--- Detalles del problema ---
Según el fragmento seleccionado, ¿qué puesto ocupó Argentina en competencias matemáticas en el ranking PISA de 2018?

Debe saber el lector, desde un primer comienzo, que esta nota no trata sobre ninguna de estas cuestiones.

Considero, por el contrario, que hay aspectos no contemplados en el debate actual que debieran ser interpelados aprovechando que, como nunca en las últimas décadas, el sistema educativo argentino parece encontrarse bajo la lupa. En este sentido, el interrogante que inspira esta reflexión es: ¿para qué sirve realmente tener las escuelas abiertas?

La pregunta no es retórica ni busca generar polémica. Por el contrario, la invitación es a considerar realmente, con la seriedad del caso, para qué sostenemos hoy un sistema educativo como el que tenemos.

Si centramos la atención exclusivamente en la ferviente insistencia con que la oposición política al actual gobierno de Alberto Fernández, los grupos autoconvocados de padres y otras organizaciones del tercer sector, se han manifestado por el regreso a las aulas dejando de lado otras consideraciones, se podría deducir que basta con convencer a los docentes de aceptar los riesgos que muchos otros rubros de nuestra economía han asumido en los últimos meses, para volver a la buena senda.

Sin embargo, desde ya, todos sabemos que esto no es así. Argentina, que otrora supo tener uno de los sistemas educativos modelo en el mundo, en 2018 ocupaba el puesto 63 en cuanto a habilidad lectora según el ya famoso ranking PISA, detrás de países como Chile (43), Uruguay (48) y Brasil (57). En cuanto a competencias matemáticas, ese mismo año Argentina ocupó el puesto 71, detrás de Perú (64), Chile (59) y Uruguay (58). Nótese que uso en la comparativa países de profunda cercanía y ya no aquellos del “primer mundo” con el que alguna vez supimos compararnos. Y aun así, los resultados son preocupantes.

Estos números debieran ser muestra suficiente de la necesidad de considerar que nuestro país se encuentra en una crisis educativa, máxime si tenemos en cuenta, como decía anteriormente, lo que alguna vez fuimos para estos países limítrofes (un modelo a imitar) y lo que somos hoy: el vecino rezagado.

Aun así, considero que la gravedad no se alcanza a dimensionar simplemente por la observancia de estos rankings, sino tal vez sí, en parte, por todo lo que implicó el intento de lograr que el sistema educativo aceptase ser evaluado.

Sin ir más lejos, la propia ex Secretaria de Educación Nacional, Adriana Puiggros, una de las mentes más leídas en los claustros dedicados a la pedagogía nacional, supo decir en marzo de 2020 que “Evaluar no es un elemento de la enseñanza, es un instrumento de control y de selección y está pensado desde una lógica empresarial. Lo que busca es reducir cantidad de alumnos, de docentes, desde una idea meritocrática”. La escuela, para este tipo de intelectuales, es un lugar de heroísmo sacrosanto que no debe interpelarse. Los éxitos (cada día más ausentes) son todos propios, pero los fracasos son externos: la economía, los padres, “el sistema”, los políticos, el neoliberalismo o vaya a saber uno qué.

--- Datos ---

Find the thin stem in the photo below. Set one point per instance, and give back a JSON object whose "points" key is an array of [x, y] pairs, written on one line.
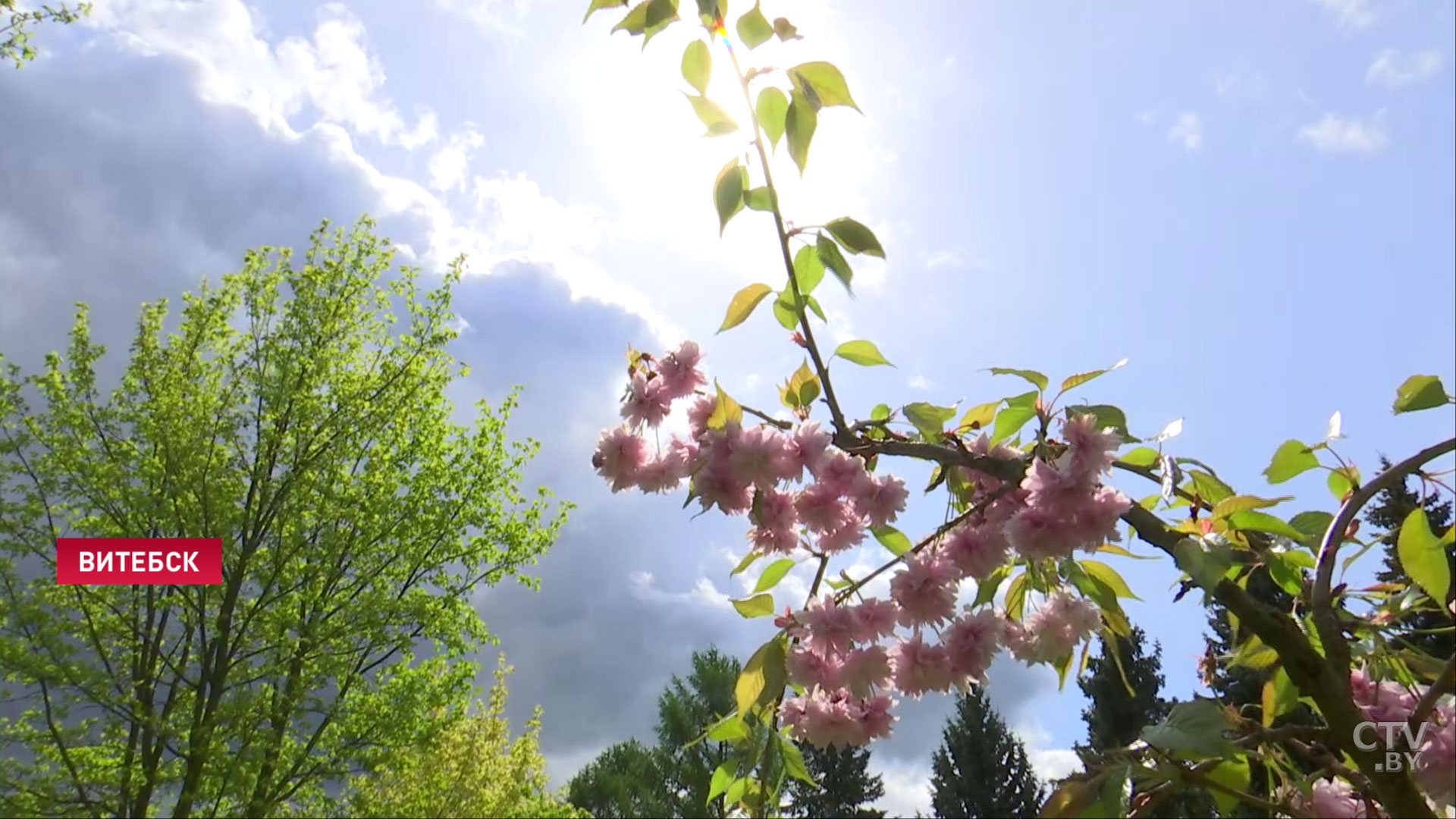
{"points": [[783, 246]]}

--- Ejercicio resuelto ---
El puesto 71.